JOB 1:
Render the lines of the records starting at the line containing "Provide the outline of every instance of the grass" and ending at the line containing "108 108 L 106" as a JSON list of strings, one string per line, with blank lines left out.

[TEXT EXTRACT start]

DA Debate on 29/30th November, 2010

There’s a lot to talk about this week. Here are the bones of contention:

  1. Ian reports what might make 11 across more sensible: a spear carrier is a film extra.
  2. Aren’t pagans the opposite of atheists?
  3. Am I right in think CAST SUP is a little tenuous for a wrap party? And isn’t throw forward not quite in the same direction as casts up?
  4. Surely RED HAND = queen of hearts is a bit much Oopsies — that should be RED CARD, which makes more sense.
  5. I’m OK with cosmopolitan = COCKTAIL even though it goes from particular to general, much like I would be OK if it was dog = PET — although something like dog = ANIMAL would be abominable.
  6. Can anyone save promising = PALMIER?

Agree? Disagree? Did I forget something?

16 thoughts on “DA Debate on 29/30th November, 2010

  1. Pagans aren’t literally godless in the sense that atheists are, but they were commonly called so by Christians, so I think that one’s fine.

    Agree that CASTS UP and PALMIER are problematic. The former is particularly puzzling given that both the surface sense and the first definition could have been improved by getting rid of the ‘forward’. A question mark would also have been nice.

  2. Pagans have lots of gods, but know not God. Godless in the specific capitalised, Judeao-Christian sense.
    I found palmy in dictionaries on the web, as “glorious, prosperous, or flourishing.” Not a big step from that to “promising” and therefore palmier = more promising.
    CAST SUP a total dog.

  3. It seems there’s no concensus on the meaning of “pagan”. That makes it perfect for DA!

[TEXT EXTRACT end]
[DATA FOR PROCESSING start]

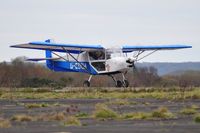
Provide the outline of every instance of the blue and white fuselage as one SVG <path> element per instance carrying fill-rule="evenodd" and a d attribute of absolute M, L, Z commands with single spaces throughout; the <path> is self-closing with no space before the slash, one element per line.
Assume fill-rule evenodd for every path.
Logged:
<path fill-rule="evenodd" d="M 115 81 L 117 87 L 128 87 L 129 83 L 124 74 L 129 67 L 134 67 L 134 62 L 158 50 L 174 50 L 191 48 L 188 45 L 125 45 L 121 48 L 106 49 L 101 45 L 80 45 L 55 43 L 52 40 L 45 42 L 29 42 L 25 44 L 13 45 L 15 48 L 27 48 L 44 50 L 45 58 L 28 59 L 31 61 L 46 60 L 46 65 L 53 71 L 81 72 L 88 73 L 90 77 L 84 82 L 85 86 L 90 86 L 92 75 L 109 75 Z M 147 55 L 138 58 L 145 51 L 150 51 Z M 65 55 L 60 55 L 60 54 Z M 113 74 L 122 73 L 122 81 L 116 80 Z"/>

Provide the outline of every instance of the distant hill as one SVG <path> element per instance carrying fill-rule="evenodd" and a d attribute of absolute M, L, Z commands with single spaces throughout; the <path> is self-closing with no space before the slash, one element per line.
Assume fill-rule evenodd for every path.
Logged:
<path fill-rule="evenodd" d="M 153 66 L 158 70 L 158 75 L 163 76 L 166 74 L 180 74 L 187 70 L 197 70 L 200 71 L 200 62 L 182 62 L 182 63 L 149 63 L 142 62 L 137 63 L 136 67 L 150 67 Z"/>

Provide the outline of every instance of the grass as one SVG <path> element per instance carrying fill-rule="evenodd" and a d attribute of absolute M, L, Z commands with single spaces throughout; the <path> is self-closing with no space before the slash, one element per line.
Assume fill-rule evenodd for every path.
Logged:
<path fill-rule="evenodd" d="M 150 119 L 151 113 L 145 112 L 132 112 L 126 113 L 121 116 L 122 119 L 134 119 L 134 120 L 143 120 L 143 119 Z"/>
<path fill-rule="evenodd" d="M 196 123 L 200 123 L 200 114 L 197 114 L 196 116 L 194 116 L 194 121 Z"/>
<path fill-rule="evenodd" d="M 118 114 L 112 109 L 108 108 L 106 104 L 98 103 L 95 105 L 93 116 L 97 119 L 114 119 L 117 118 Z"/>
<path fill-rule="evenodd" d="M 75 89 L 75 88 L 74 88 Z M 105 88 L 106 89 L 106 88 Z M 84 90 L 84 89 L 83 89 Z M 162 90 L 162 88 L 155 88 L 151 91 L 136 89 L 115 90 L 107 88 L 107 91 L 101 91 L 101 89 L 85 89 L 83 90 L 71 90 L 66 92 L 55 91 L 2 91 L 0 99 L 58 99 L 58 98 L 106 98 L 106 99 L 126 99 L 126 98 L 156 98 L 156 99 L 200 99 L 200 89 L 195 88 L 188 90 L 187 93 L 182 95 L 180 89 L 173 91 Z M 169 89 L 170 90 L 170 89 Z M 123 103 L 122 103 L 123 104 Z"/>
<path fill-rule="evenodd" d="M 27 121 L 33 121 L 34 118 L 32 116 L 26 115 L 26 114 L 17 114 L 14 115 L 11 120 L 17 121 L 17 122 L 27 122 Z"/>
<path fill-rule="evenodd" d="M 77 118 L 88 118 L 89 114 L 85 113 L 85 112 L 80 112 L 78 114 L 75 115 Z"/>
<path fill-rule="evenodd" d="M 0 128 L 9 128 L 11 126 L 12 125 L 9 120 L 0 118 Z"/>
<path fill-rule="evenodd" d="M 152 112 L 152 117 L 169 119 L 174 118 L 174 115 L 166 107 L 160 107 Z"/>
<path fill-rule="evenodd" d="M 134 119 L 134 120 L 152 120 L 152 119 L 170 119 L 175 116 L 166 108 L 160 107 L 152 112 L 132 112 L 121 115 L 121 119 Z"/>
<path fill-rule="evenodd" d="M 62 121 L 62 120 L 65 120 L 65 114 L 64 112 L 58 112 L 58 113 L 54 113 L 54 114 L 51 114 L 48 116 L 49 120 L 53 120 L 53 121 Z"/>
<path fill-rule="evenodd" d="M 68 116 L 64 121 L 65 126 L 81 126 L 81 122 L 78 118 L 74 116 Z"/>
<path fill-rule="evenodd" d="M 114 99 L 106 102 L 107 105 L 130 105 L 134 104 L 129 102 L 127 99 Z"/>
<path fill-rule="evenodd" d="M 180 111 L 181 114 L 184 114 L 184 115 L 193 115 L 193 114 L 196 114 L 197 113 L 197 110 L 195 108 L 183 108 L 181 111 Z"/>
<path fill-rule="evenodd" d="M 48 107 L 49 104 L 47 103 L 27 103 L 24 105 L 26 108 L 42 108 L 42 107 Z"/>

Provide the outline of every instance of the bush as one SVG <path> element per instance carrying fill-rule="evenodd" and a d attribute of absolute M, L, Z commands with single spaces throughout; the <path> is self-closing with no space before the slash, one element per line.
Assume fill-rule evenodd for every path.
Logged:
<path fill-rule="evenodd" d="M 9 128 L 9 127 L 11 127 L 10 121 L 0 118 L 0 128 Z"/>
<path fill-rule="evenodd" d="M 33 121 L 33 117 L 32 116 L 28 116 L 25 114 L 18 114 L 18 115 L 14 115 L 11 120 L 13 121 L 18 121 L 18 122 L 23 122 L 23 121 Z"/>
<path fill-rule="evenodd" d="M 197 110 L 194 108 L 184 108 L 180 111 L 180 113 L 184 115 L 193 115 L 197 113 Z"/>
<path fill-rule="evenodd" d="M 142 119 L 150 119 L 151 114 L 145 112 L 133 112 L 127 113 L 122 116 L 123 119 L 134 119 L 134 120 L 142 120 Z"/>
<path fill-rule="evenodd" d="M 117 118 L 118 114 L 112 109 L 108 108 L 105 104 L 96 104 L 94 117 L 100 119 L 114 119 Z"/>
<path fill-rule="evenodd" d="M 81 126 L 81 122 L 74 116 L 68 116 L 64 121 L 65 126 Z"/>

[DATA FOR PROCESSING end]

JOB 2:
Set down the passage of the crossword debate text starting at "Agree that CASTS" and ending at "perfect for DA!", word for word.

COMPLETE RESPONSE 1:
[
  "Provide the outline of every instance of the grass as one SVG <path> element per instance carrying fill-rule=\"evenodd\" and a d attribute of absolute M, L, Z commands with single spaces throughout; the <path> is self-closing with no space before the slash, one element per line.",
  "Assume fill-rule evenodd for every path.",
  "Logged:",
  "<path fill-rule=\"evenodd\" d=\"M 150 119 L 151 113 L 145 112 L 132 112 L 126 113 L 121 116 L 122 119 L 134 119 L 134 120 L 143 120 L 143 119 Z\"/>",
  "<path fill-rule=\"evenodd\" d=\"M 196 123 L 200 123 L 200 114 L 197 114 L 196 116 L 194 116 L 194 121 Z\"/>",
  "<path fill-rule=\"evenodd\" d=\"M 118 114 L 112 109 L 108 108 L 106 104 L 98 103 L 95 105 L 93 116 L 97 119 L 114 119 L 117 118 Z\"/>"
]

COMPLETE RESPONSE 2:
Agree that CASTS UP and PALMIER are problematic. The former is particularly puzzling given that both the surface sense and the first definition could have been improved by getting rid of the ‘forward’. A question mark would also have been nice.

  2. Pagans have lots of gods, but know not God. Godless in the specific capitalised, Judeao-Christian sense.
    I found palmy in dictionaries on the web, as “glorious, prosperous, or flourishing.” Not a big step from that to “promising” and therefore palmier = more promising.
    CAST SUP a total dog.

  3. It seems there’s no concensus on the meaning of “pagan”. That makes it perfect for DA!